═══ Dataset excerpts ═══

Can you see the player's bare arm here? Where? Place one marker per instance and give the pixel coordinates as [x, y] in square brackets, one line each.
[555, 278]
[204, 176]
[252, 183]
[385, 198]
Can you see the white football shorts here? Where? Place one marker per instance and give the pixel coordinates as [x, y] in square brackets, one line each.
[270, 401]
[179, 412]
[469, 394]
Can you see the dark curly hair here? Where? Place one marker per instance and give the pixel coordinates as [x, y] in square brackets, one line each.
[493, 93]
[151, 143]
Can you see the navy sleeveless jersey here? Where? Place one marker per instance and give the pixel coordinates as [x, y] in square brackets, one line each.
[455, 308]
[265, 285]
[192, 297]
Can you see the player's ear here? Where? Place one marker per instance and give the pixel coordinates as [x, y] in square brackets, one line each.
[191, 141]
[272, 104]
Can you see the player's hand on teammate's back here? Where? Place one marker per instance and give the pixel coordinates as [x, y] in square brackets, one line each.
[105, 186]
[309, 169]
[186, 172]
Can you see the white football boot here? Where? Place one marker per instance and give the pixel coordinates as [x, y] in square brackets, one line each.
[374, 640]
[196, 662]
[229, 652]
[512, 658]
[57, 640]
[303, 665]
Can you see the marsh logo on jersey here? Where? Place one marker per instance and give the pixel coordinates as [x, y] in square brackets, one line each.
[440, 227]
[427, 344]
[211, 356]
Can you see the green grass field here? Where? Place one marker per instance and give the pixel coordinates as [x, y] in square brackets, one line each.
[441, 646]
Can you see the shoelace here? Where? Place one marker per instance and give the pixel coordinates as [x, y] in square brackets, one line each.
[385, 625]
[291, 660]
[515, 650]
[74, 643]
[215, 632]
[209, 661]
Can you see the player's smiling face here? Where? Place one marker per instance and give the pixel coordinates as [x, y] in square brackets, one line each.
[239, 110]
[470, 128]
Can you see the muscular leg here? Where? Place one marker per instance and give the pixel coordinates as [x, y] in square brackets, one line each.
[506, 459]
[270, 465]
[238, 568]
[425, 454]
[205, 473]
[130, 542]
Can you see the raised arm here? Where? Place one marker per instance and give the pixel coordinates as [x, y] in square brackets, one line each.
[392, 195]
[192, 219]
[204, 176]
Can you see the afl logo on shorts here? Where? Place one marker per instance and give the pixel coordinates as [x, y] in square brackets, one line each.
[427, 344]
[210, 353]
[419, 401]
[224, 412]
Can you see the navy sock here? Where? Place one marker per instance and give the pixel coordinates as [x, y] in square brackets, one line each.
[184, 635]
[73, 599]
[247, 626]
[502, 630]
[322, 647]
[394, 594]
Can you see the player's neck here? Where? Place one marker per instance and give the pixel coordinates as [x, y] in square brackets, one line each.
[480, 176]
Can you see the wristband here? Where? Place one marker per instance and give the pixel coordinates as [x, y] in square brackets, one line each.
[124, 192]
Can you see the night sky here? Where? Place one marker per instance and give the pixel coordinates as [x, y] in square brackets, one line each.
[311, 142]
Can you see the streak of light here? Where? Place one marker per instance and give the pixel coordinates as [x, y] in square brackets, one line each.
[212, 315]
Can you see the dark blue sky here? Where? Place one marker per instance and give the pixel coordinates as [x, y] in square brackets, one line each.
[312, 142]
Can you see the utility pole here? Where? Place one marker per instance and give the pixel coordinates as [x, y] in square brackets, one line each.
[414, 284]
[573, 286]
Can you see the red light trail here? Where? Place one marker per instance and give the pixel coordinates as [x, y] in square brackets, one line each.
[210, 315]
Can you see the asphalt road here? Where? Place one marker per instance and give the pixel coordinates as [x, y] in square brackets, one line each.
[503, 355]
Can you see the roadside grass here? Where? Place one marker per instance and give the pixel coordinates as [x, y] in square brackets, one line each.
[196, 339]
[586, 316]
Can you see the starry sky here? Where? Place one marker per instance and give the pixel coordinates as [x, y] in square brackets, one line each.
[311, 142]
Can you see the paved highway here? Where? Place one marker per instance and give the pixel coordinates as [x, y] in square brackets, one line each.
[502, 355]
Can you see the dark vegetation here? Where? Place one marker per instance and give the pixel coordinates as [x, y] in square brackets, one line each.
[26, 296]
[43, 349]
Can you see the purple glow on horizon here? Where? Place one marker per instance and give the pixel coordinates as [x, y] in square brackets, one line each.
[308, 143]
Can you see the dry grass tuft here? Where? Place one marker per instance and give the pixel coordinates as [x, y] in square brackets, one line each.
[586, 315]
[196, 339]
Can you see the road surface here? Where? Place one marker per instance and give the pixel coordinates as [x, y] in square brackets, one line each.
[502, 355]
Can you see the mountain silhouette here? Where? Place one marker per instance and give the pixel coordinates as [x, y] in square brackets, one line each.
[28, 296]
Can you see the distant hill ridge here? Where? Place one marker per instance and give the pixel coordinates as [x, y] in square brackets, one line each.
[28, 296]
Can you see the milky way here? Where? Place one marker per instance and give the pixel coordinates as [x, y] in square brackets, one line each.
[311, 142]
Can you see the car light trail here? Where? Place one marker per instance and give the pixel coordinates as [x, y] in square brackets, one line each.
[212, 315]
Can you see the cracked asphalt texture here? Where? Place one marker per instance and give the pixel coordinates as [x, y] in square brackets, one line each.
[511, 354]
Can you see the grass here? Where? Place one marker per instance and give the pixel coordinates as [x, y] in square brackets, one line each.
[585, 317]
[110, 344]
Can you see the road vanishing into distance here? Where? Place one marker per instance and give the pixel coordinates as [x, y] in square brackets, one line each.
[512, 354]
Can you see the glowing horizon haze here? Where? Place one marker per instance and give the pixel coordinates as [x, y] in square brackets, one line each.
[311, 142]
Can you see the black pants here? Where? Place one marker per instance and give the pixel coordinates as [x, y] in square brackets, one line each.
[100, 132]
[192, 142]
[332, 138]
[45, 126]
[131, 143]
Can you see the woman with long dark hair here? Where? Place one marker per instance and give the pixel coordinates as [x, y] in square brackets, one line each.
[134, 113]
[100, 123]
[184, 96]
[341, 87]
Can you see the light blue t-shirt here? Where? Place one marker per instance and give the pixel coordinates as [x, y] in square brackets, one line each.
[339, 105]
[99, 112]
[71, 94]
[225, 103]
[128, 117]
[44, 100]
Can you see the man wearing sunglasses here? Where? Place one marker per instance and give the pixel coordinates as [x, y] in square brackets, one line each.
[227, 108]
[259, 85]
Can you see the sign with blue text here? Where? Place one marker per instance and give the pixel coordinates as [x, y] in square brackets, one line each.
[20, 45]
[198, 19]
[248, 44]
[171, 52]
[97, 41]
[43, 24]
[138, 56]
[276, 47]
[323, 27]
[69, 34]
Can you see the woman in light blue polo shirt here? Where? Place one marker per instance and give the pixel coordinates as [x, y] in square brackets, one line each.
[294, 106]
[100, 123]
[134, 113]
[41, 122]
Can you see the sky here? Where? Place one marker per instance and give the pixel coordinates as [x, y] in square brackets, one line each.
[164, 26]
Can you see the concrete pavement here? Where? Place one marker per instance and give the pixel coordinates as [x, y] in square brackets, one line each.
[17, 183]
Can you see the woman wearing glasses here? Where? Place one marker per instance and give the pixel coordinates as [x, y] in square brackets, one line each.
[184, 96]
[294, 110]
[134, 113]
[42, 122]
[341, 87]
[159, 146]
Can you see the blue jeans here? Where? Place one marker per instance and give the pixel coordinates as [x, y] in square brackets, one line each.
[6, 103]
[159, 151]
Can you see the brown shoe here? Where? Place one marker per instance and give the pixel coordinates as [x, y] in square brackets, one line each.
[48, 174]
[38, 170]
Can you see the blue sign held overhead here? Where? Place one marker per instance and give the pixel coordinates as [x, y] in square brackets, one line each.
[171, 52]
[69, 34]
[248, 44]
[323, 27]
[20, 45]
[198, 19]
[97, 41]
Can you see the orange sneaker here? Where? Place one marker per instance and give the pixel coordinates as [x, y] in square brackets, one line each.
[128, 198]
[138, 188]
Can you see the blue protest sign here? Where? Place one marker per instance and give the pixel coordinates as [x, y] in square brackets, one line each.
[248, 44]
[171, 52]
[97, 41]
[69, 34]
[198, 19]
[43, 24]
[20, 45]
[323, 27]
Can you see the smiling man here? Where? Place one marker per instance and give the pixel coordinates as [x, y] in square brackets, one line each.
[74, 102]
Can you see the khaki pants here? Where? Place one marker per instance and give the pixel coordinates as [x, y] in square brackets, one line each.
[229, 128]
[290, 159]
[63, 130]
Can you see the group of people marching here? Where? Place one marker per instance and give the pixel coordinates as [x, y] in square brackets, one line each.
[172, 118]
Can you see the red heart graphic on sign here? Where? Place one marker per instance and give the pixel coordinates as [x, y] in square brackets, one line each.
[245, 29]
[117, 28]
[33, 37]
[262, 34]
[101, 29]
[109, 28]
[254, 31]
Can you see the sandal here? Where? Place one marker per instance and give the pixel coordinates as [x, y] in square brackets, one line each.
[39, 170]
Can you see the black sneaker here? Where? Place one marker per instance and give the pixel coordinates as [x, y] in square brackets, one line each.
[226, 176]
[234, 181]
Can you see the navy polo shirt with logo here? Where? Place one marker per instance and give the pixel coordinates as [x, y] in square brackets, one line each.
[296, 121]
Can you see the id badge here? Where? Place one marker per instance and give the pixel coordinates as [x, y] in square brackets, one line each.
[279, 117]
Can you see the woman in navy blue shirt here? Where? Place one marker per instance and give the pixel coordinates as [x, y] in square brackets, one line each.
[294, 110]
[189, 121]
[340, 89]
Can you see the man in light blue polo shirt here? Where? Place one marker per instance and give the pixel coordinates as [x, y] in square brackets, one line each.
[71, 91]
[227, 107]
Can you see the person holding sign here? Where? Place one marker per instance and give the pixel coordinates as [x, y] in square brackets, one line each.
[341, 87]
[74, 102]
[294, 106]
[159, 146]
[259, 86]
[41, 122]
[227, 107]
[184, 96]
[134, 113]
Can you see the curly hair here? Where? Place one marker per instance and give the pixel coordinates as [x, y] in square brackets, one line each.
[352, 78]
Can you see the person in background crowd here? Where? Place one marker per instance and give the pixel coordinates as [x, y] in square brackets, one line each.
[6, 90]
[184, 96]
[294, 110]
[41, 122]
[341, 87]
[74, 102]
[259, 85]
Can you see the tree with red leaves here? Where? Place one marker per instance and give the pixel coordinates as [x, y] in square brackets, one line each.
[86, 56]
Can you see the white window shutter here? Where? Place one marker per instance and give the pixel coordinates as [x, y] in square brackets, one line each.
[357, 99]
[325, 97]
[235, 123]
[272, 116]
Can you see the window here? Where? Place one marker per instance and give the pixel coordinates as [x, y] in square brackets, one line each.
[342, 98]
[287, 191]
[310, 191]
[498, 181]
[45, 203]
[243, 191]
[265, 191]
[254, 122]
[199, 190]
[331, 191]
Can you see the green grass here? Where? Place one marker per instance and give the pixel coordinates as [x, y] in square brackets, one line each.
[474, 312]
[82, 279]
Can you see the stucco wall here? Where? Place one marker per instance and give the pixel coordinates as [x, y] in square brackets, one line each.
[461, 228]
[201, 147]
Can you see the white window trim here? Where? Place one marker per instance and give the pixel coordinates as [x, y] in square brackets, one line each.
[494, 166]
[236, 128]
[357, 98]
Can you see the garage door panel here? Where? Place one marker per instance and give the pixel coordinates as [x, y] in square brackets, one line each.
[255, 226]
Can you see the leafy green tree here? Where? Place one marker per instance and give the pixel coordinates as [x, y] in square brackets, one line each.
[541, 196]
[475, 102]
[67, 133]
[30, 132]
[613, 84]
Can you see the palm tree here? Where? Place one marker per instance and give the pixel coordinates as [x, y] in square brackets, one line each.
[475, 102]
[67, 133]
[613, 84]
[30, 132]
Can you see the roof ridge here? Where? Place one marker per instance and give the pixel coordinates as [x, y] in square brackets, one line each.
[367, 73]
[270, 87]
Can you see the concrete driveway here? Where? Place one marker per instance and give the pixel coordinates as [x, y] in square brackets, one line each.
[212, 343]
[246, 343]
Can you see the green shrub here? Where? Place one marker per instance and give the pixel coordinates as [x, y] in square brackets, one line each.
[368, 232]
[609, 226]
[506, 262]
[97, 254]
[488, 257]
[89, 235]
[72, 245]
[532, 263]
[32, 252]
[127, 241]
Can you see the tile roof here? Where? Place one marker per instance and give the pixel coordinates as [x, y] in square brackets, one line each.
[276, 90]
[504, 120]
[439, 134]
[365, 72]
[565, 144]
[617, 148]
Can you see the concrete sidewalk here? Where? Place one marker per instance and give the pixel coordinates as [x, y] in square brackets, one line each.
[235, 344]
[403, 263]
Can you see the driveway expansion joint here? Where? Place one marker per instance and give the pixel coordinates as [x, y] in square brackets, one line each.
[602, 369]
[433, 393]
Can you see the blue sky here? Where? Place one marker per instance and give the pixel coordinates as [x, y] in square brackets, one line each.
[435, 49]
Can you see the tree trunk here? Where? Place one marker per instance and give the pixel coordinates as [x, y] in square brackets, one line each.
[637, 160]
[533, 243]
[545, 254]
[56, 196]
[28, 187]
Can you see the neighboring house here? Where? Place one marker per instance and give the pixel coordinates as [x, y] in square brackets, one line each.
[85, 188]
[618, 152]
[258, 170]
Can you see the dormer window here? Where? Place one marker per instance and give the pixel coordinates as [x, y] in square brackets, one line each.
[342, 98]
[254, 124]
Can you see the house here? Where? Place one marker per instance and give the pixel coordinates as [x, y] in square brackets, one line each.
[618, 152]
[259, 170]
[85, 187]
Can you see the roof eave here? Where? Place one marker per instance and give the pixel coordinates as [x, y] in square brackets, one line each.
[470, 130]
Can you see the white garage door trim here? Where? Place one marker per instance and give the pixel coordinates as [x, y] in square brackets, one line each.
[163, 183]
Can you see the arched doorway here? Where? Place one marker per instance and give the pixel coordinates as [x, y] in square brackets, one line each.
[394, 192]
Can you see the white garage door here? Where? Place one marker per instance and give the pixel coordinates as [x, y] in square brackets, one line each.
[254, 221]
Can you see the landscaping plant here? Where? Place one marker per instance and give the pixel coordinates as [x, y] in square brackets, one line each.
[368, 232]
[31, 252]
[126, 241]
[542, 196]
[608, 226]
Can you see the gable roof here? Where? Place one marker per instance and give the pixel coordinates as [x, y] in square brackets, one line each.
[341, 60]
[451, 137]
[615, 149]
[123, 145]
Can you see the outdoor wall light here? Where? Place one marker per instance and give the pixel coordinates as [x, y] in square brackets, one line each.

═══

Your task:
Give back the lines of the listing from the one with "Can you see the white garage door here?" through the end, both included, exactly as written and with nothing added.

Final answer:
Can you see the white garage door here? Where? Place one marker per instance and give the pixel coordinates as [x, y] in square brackets, one line each.
[254, 221]
Can you see the landscaping plant here? Where? Place one marker per instance and give the pixel coordinates as [x, y] in square brackets, one line each.
[368, 232]
[31, 252]
[126, 241]
[542, 196]
[608, 226]
Can you see the gable roof here? Where? Place one marker per instance and give the pixel coordinates as [x, y] in square brackets, one line each.
[341, 60]
[451, 137]
[615, 149]
[123, 145]
Can you see the outdoor wall light here? Where? Place one marker per instance and give the pixel coordinates as [x, y] in square brackets, one line each.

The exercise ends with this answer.